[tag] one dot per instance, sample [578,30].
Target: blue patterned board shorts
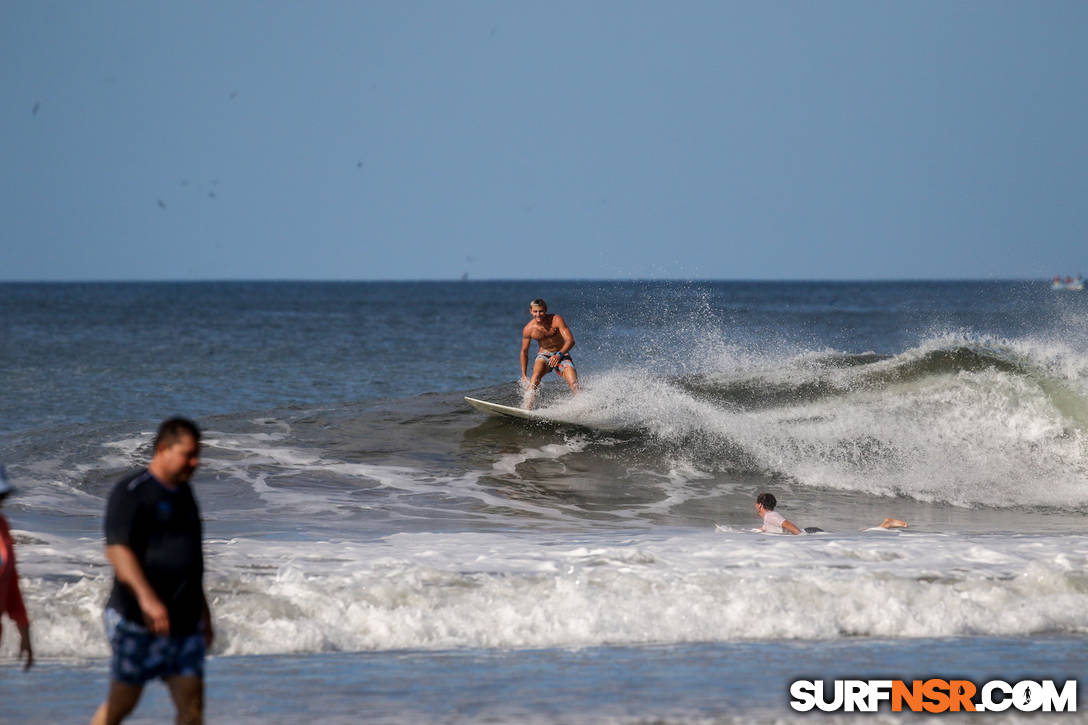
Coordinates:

...

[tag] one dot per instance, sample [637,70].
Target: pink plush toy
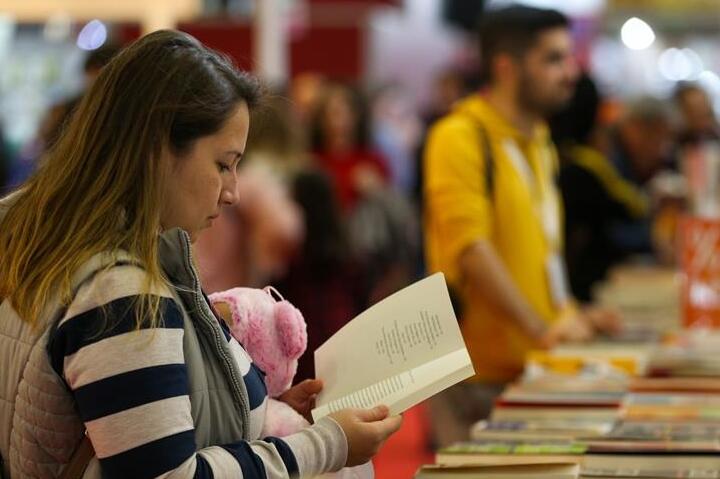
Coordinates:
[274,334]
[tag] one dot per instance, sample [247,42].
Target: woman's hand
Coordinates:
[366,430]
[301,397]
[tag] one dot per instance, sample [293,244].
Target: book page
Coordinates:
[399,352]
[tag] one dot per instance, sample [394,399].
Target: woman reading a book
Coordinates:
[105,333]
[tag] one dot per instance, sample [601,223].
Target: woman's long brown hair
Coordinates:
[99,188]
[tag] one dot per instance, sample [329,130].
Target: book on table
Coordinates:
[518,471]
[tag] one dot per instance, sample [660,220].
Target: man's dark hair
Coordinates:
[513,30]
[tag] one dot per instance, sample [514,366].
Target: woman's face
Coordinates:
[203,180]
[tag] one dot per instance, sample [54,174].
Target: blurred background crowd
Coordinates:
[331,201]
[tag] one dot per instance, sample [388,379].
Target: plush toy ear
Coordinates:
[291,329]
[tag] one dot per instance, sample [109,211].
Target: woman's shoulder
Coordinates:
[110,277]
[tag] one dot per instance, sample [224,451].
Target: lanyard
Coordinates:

AIM: Pull out each line in the entries above that contains the word "plush".

RESULT FOR THIS TASK:
Target: pink plush toy
Target: plush toy ear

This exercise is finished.